Please list, word for word, every line in the rows below that contains the word "shirt". Case matters.

═══ GIVEN INFORMATION ═══

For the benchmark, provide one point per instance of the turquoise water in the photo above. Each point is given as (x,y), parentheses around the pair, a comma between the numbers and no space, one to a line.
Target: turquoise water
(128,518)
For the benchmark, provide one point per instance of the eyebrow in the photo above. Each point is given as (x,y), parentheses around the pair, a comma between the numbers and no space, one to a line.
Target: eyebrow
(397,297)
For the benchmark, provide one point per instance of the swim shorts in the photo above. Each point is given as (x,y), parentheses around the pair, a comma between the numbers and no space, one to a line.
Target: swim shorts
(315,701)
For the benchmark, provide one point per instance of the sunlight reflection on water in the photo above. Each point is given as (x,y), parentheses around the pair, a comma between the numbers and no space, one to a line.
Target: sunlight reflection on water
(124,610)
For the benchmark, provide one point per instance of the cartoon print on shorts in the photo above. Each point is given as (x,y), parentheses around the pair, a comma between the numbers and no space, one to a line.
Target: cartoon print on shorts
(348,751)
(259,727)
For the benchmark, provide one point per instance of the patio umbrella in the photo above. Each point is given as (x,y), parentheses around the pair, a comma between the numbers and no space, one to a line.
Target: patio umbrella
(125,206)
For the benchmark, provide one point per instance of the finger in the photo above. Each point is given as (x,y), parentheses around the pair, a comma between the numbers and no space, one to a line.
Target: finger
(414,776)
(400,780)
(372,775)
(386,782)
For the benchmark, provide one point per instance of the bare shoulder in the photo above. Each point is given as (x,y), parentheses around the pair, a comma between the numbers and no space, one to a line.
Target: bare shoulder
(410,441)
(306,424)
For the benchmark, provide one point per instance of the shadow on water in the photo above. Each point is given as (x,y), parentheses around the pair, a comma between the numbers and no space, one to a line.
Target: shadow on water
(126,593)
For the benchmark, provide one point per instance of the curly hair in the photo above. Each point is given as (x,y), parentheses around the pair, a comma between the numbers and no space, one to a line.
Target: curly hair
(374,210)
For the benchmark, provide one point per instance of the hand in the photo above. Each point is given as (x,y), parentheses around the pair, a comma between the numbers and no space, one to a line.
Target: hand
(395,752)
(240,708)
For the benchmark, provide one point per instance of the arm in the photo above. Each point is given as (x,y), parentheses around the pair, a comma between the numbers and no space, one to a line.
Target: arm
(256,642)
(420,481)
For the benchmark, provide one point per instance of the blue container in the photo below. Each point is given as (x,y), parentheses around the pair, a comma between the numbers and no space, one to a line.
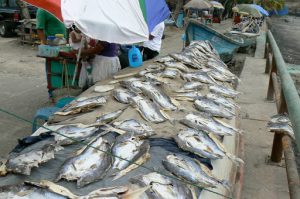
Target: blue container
(135,57)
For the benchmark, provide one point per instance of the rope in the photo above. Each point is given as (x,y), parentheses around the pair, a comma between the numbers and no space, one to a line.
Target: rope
(131,162)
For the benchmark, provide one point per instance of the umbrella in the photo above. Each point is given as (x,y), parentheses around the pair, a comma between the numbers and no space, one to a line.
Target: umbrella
(115,21)
(249,9)
(217,5)
(260,9)
(198,4)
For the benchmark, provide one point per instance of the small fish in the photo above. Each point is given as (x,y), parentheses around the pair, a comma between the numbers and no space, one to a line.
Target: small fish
(214,109)
(123,95)
(192,171)
(148,110)
(223,90)
(208,124)
(108,117)
(75,132)
(203,144)
(162,187)
(90,163)
(132,125)
(129,149)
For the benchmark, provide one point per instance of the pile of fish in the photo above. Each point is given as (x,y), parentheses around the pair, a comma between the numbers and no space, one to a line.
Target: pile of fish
(113,147)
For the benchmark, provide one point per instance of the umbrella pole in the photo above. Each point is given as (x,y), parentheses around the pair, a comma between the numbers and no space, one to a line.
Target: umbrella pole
(77,61)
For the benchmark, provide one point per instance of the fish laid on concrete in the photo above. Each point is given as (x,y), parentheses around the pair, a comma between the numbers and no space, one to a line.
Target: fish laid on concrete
(89,164)
(83,105)
(109,117)
(203,144)
(148,110)
(70,134)
(123,95)
(214,109)
(192,170)
(223,90)
(140,129)
(32,156)
(162,187)
(129,152)
(157,95)
(208,124)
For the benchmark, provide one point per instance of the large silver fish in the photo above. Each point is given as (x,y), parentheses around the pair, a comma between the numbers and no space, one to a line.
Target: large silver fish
(215,110)
(208,124)
(132,125)
(162,187)
(123,95)
(203,144)
(75,132)
(32,156)
(148,110)
(192,170)
(89,164)
(129,152)
(223,90)
(157,95)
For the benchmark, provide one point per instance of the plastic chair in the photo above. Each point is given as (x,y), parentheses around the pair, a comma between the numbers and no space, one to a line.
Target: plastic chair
(43,114)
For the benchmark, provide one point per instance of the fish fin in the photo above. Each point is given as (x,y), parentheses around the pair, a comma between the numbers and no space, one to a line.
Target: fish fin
(236,160)
(135,194)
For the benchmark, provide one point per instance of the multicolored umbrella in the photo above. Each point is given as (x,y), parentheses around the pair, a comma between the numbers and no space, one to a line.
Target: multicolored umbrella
(116,21)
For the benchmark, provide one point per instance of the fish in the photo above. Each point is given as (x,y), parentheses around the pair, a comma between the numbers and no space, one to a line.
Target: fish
(177,65)
(204,145)
(140,129)
(214,109)
(199,76)
(70,134)
(83,105)
(157,95)
(89,164)
(222,100)
(123,95)
(32,156)
(109,117)
(148,110)
(223,90)
(50,190)
(192,170)
(209,125)
(163,187)
(129,152)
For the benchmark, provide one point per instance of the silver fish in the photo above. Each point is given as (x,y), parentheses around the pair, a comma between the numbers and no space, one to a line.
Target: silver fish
(32,156)
(123,95)
(178,65)
(132,125)
(223,90)
(129,149)
(203,144)
(222,100)
(208,124)
(108,117)
(76,132)
(192,171)
(148,110)
(199,76)
(89,164)
(157,95)
(163,187)
(215,110)
(86,104)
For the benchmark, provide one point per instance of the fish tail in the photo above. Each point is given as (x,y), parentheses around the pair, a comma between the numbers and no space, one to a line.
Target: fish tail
(135,194)
(236,160)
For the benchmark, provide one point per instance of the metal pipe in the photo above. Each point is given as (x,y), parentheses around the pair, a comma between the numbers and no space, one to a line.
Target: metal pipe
(291,168)
(290,92)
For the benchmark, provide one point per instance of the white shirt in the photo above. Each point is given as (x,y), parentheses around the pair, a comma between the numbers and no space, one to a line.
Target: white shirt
(157,33)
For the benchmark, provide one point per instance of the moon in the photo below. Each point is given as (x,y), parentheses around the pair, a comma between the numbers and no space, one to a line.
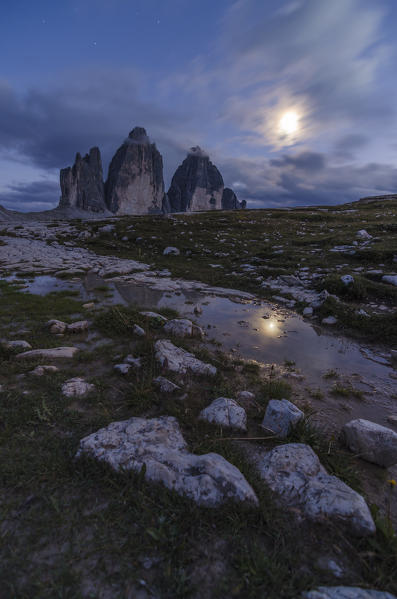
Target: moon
(289,123)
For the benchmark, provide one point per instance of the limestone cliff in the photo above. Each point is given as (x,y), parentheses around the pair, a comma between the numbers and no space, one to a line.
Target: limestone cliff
(82,184)
(196,185)
(135,182)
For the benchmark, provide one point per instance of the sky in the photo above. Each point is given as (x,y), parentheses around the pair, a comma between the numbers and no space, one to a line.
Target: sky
(294,100)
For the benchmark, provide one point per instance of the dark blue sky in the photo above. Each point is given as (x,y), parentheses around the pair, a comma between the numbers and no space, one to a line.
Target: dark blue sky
(295,100)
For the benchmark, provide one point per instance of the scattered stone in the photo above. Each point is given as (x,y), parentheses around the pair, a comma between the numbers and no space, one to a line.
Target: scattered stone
(138,331)
(281,416)
(17,344)
(165,385)
(57,326)
(54,353)
(225,412)
(44,369)
(347,279)
(157,445)
(78,327)
(179,360)
(371,442)
(76,387)
(330,320)
(171,251)
(179,327)
(346,593)
(294,472)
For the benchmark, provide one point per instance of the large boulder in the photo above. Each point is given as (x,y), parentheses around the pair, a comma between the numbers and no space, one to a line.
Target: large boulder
(196,185)
(135,182)
(294,473)
(372,442)
(82,184)
(157,448)
(346,593)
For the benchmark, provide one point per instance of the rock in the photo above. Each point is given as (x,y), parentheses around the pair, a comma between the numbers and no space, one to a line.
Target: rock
(178,360)
(76,387)
(89,306)
(179,327)
(225,412)
(165,385)
(154,316)
(82,184)
(347,279)
(171,251)
(138,331)
(44,369)
(346,593)
(77,327)
(123,368)
(55,353)
(363,234)
(330,320)
(158,446)
(294,473)
(57,326)
(281,416)
(17,344)
(196,185)
(135,182)
(245,396)
(392,279)
(230,201)
(371,442)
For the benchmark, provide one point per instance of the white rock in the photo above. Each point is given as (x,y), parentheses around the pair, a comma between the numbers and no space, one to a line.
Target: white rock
(77,327)
(76,387)
(179,327)
(171,251)
(158,444)
(245,396)
(329,320)
(138,331)
(346,593)
(347,279)
(53,353)
(179,360)
(165,385)
(17,344)
(294,472)
(43,369)
(363,234)
(225,412)
(392,279)
(57,326)
(281,416)
(372,442)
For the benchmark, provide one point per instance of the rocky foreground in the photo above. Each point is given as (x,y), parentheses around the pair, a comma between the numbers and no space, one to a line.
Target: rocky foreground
(138,461)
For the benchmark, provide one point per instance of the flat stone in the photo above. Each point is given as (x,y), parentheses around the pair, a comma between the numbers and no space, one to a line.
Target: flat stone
(225,412)
(346,593)
(44,369)
(281,416)
(165,385)
(158,444)
(55,353)
(179,360)
(294,473)
(76,387)
(371,442)
(179,327)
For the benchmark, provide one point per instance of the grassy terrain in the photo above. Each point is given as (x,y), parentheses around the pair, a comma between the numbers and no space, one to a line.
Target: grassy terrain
(217,247)
(76,529)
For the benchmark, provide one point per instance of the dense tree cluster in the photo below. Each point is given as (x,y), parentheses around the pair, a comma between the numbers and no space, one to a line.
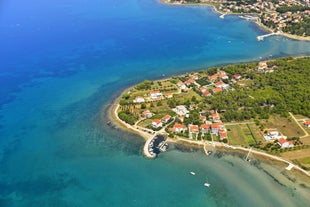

═══

### SOLUTION TO THE EXERCISE
For the benchmark, provide one point per instance of the white shirt in the photo above. Each point is given as (x,y), parentheses around the pair, a comma between the numbers and no space, one to a line.
Target: white shirt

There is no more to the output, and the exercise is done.